+++ Information given +++
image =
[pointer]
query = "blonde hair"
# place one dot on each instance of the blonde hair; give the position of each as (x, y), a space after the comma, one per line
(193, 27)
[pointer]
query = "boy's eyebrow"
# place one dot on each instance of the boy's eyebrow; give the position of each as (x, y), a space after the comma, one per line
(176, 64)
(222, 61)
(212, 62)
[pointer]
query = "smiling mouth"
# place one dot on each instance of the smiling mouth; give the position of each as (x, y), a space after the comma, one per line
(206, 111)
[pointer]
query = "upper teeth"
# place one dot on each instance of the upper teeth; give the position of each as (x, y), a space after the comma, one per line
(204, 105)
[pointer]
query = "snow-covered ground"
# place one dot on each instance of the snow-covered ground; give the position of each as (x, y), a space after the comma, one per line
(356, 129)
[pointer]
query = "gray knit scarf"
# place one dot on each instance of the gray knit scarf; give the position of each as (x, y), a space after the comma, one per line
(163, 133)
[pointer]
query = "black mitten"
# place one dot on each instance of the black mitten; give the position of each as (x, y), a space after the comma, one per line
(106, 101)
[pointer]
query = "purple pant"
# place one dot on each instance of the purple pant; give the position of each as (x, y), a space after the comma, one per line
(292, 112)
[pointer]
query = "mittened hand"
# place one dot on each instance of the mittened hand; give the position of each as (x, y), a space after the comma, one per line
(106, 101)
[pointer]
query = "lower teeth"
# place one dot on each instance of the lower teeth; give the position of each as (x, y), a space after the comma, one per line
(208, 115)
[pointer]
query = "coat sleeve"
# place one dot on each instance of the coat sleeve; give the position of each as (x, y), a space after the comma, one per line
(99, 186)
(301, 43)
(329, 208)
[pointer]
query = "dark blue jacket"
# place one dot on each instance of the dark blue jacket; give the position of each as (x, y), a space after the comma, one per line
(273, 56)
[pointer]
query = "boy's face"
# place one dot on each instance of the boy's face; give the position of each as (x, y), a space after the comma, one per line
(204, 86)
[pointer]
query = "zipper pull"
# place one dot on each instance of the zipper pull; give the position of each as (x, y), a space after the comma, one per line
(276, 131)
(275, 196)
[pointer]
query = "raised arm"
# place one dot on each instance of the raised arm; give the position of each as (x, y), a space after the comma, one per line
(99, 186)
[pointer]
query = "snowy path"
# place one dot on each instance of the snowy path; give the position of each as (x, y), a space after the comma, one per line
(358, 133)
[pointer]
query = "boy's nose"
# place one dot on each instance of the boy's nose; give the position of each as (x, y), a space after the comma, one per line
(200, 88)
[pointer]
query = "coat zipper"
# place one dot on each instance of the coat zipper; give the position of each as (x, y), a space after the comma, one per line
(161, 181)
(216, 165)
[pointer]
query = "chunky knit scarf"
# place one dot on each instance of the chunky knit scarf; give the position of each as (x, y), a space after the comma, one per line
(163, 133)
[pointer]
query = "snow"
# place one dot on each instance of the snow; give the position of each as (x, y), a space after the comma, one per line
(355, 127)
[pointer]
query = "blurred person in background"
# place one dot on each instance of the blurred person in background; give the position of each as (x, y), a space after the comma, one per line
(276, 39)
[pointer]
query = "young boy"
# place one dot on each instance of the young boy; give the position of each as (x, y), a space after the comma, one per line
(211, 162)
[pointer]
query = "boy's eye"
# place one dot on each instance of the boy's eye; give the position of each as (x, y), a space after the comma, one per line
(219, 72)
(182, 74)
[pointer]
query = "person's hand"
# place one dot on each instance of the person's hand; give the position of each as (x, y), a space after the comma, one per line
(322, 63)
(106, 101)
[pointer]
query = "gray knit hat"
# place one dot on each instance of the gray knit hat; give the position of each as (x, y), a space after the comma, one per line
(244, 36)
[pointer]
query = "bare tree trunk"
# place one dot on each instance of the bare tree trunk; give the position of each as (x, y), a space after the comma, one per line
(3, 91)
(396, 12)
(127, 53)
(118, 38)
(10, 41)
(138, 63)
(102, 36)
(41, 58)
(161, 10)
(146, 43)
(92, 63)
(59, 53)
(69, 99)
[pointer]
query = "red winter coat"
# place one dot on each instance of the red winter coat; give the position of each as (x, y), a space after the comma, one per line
+++
Request. Go through the entries and repeat each one exactly.

Solution to the exercise.
image =
[pointer]
query = "blonde hair"
# place one dot on each instance of the blonde hair; give the position of each as (x, y), a space after the comma, one per line
(193, 27)
[pointer]
query = "boy's eyebrow"
# place one dot on each instance of the boy's eyebrow; give the position of each as (x, y), a space after the comma, one per line
(176, 64)
(222, 61)
(212, 62)
[pointer]
query = "smiling mouth"
# place one dot on each instance of the smiling mouth; give the position of each as (x, y), a space after the comma, one per line
(206, 111)
[pointer]
query = "upper teeth"
# place one dot on each instance of the upper teeth; give the position of each as (x, y), a space after the comma, one per line
(204, 105)
[pointer]
query = "snow-covered ground"
# place one dot on each instance of the snow-covered ground; give the position of each as (x, y), a space after the comma, one per line
(356, 129)
[pointer]
query = "gray knit scarf"
# place one dot on each instance of the gray knit scarf; give the position of each as (x, y), a space after the comma, one per line
(163, 133)
[pointer]
query = "black mitten"
# place one dot on each instance of the black mitten; give the position of each as (x, y), a space after the comma, one per line
(106, 101)
[pointer]
query = "purple pant"
# place one dot on each instance of the purple pant; give the position of each as (x, y), a space after the comma, one per line
(292, 112)
[pointer]
query = "mittened hand"
# place one dot on each instance of the mittened hand; give the position of each as (x, y), a space after the comma, one per line
(106, 101)
[pointer]
query = "lower teeth"
# place one dot on each instance of the lower teeth; give the position of each as (x, y), a space after the comma, one per line
(208, 115)
[pointer]
query = "coat sleeve"
# place one dot on each instance of the coat sleeve; give the position of each as (x, y), a space after the comma, one per line
(99, 186)
(301, 43)
(329, 208)
[pointer]
query = "dark blue jacket"
# place one dot on each instance of the dark blue jacket; give the position of each as (x, y), a space after the comma, one per line
(273, 56)
[pointer]
query = "boy's face"
# place one dot on each instance of the boy's face; give the position of each as (x, y), a space after the comma, one per line
(204, 86)
[pointer]
query = "zipper pull"
# place one dot on each instance of the zipper pull; give the position of each as (x, y), a space after the comma, one per line
(276, 131)
(275, 196)
[pointer]
query = "raised arm"
# place one dot on each instance of the raised arm; give the position of each as (x, y), a space after the comma, one per line
(99, 186)
[pointer]
query = "snowy path"
# place one dot on each instance of the snowy path; give the position of each as (x, y), a space after the comma, one per line
(358, 133)
[pointer]
query = "boy's nose"
# place one dot on each instance of the boy's nose; give the position of each as (x, y), a space after the comma, one per line
(200, 88)
[pointer]
query = "coat zipper"
# place one dot on each instance of the coat zipper; give the position of each as (x, y), a space after the comma, one per line
(161, 181)
(216, 165)
[pointer]
query = "chunky knit scarf"
# place one dot on each instance of the chunky knit scarf; give the position of each as (x, y), a space after the comma, one per line
(163, 133)
[pointer]
query = "snow"
# place one dot on each instance of the snow; give the position of each as (x, y), a space after the comma, one per line
(355, 127)
[pointer]
query = "blurred person in background"
# place one dot on each instance of the blurred person in background; give the position of each as (x, y), a space after the comma, one per line
(276, 39)
[pointer]
query = "young boy"
# place one dot on each instance of the young boy; give the position of each as (x, y), a space after the comma, one per line
(211, 162)
[pointer]
query = "boy's eye"
# place one dot on each instance of the boy's eye; give the position of each as (x, y), a space after the comma, one per line
(219, 72)
(182, 74)
[pointer]
query = "person's hand"
# place one dot on each instance of the person's hand; give the position of each as (x, y), a space after the comma, one per line
(322, 63)
(106, 101)
[pointer]
query = "gray knit hat"
# place one dot on each instance of the gray knit hat; give the position of each as (x, y), a space after the comma, one per line
(244, 36)
[pointer]
query = "bare tree trunk"
# place one dot on each instance of the bare tree trunk; give the position of each as (x, y), a space after the comma, one per line
(3, 91)
(396, 12)
(127, 53)
(118, 38)
(10, 41)
(138, 63)
(102, 36)
(41, 58)
(161, 10)
(146, 43)
(92, 63)
(59, 53)
(69, 99)
[pointer]
query = "red winter coat"
# place one dot on each instance of the red winter coat; give the position of each as (x, y), a space after the comma, one per line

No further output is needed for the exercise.